++++ Records shown
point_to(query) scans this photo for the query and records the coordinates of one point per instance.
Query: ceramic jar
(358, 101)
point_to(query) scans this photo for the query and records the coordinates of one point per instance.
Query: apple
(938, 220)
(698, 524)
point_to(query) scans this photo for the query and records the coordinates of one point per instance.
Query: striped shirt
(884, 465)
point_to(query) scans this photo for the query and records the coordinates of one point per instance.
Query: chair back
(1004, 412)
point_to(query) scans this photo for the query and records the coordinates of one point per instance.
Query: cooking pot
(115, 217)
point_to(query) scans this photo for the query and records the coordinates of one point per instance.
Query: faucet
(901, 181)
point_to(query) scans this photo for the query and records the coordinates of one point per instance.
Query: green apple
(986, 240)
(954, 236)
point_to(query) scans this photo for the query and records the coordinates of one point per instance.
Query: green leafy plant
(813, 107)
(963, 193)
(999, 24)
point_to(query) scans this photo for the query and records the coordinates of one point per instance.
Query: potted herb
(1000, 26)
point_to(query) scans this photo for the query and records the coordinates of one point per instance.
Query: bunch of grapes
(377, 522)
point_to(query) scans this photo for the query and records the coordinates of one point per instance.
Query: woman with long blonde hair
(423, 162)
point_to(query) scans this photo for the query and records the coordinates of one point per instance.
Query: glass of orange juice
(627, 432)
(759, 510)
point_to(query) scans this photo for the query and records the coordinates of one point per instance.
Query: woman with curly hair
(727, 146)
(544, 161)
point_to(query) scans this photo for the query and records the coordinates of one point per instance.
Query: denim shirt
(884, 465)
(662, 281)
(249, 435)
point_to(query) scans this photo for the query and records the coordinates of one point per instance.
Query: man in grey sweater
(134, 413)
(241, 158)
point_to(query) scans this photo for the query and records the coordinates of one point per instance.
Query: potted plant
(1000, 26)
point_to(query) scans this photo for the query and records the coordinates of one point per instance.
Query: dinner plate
++++++++
Your goal: Look above for the line with "Query: chair back", then copy it and each later line exactly, stopping at the last line of the records.

Task result:
Query: chair back
(1004, 412)
point_to(query) scans this photo for the query and records the coordinates of one point per instance.
Query: cooking pot
(115, 217)
point_to(query) scans this photo for the query and records the coordinates of one point per instance.
Query: faucet
(901, 181)
point_to(query) scans this photo for the query and records the coordinates of one point per instance.
Query: green apple
(986, 240)
(954, 236)
point_to(query) scans this photo for the query and records the coordinates of one point per instance.
Query: green leafy plant
(813, 107)
(963, 193)
(999, 24)
point_to(query) scans this photo for the query and records the coordinates of one point per instance.
Query: potted herb
(1000, 26)
point_to(query) scans this photo for the query and records the coordinates of one point per instance.
Query: bunch of grapes
(377, 522)
point_to(query) scans this photo for the query and records the coordinates of one point per instance.
Query: woman with long blonde hair
(423, 162)
point_to(query) scans this photo for the query and records the coordinates of one point per instance.
Query: glass of orange juice
(627, 432)
(759, 510)
point_to(query) scans this photo for the query and records the coordinates of one point per instance.
Query: woman with curly hair
(727, 146)
(544, 161)
point_to(query) scans this photo for the query and records the coordinates of one point per instance.
Query: denim shirt
(884, 465)
(662, 281)
(249, 435)
point_to(query) scans this photo for the query and records the coordinates of one point per instance.
Query: man in grey sweater
(134, 413)
(241, 158)
point_to(query) scans this photo for the query and records the coordinates of one point per instance.
Query: potted plant
(1000, 26)
point_to(query) scans this photo for the query and records the coordinates of one point per instance.
Query: dinner plate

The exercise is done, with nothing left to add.